[Passage provided]
_ _ _

A move to launch a company to compete with direct insurers such as Direct Line and Churchill is being organised by a brokers' trade body.

The Institute of Insurance Brokers is holding talks with City institutions over funding for the new company, which it hopes will be ready to supply at least 500 of the UK's 3,000 brokers with cheap motor insurance quotes by mid-1995.

MMC held to account

The Monopolies and Mergers Commission has been told to start publishing its annual accounts after undergoing an efficiency review. The MMC employs 90 and has an annual budget of pounds 5.5m.

Nationwide buy

Nationwide Building Society has acquired a pounds 70m residential mortgage portfolio from Lehman Brothers, part of which comes from a pounds 250m parcel originally bought in December from Bear Stearns, another mortgage lender.

Melville shuts shop

Melville, the exhibition services group, said it had asked Barclays Bank, acting for a syndicate of banks, to appoint administrative receivers. Its shares were suspended at 4.5p in May, when the group was negotiating the sale of a substantial part of its business. Melville made a pre-tax loss of pounds 1.18m on turnover of pounds 77.5m last year.

_ _ _

[Prompt 1]
Rewrite the stretch of the business news briefs from "MMC held to" through "77.5m last year.", substituting "GBP" for "pounds".
[Prompt 2]
Please render the stretch of the entries from the line containing "You are given a photograph. For the grinder drawer in" through the end of the entries as a Markdown table with the columns Row and Line, omitting blank lines.

_ _ _

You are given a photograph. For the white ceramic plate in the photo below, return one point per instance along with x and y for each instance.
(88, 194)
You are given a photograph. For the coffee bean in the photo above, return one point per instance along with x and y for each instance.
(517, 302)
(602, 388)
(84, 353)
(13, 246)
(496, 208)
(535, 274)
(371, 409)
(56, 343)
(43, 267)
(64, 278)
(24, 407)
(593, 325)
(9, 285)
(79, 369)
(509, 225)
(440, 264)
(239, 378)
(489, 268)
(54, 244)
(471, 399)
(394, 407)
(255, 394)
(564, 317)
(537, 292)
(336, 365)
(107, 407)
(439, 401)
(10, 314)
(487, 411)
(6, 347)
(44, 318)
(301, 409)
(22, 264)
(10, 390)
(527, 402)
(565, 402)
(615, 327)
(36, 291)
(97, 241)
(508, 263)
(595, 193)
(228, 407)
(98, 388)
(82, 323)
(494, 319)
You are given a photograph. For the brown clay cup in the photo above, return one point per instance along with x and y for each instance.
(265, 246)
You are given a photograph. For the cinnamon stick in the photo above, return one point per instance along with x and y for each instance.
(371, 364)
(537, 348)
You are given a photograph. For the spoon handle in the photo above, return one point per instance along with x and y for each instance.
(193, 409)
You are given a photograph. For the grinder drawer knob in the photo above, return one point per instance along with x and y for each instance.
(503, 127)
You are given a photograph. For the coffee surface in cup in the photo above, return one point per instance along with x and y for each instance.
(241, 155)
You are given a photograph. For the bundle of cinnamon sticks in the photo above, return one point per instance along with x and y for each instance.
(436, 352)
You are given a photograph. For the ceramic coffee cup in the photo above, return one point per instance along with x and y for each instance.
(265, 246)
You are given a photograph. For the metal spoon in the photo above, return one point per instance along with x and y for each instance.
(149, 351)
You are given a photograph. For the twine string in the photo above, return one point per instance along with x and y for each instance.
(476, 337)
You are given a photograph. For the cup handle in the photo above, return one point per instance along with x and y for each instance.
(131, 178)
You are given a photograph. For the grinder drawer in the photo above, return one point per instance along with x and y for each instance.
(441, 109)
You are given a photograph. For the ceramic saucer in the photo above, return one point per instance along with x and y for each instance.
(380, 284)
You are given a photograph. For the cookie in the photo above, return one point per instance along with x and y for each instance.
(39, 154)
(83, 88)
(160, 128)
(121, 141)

_ _ _

[Final result 1]
MMC held to account

The Monopolies and Mergers Commission has been told to start publishing its annual accounts after undergoing an efficiency review. The MMC employs 90 and has an annual budget of GBP 5.5m.

Nationwide buy

Nationwide Building Society has acquired a GBP 70m residential mortgage portfolio from Lehman Brothers, part of which comes from a GBP 250m parcel originally bought in December from Bear Stearns, another mortgage lender.

Melville shuts shop

Melville, the exhibition services group, said it had asked Barclays Bank, acting for a syndicate of banks, to appoint administrative receivers. Its shares were suspended at 4.5p in May, when the group was negotiating the sale of a substantial part of its business. Melville made a pre-tax loss of GBP 1.18m on turnover of GBP 77.5m last year.

[Final result 2]
| Row | Line |
|---|---|
| 1 | You are given a photograph. For the grinder drawer in the photo above, return one point per instance along with x and y for each instance. |
| 2 | (441, 109) |
| 3 | You are given a photograph. For the ceramic saucer in the photo above, return one point per instance along with x and y for each instance. |
| 4 | (380, 284) |
| 5 | You are given a photograph. For the cookie in the photo above, return one point per instance along with x and y for each instance. |
| 6 | (39, 154) |
| 7 | (83, 88) |
| 8 | (160, 128) |
| 9 | (121, 141) |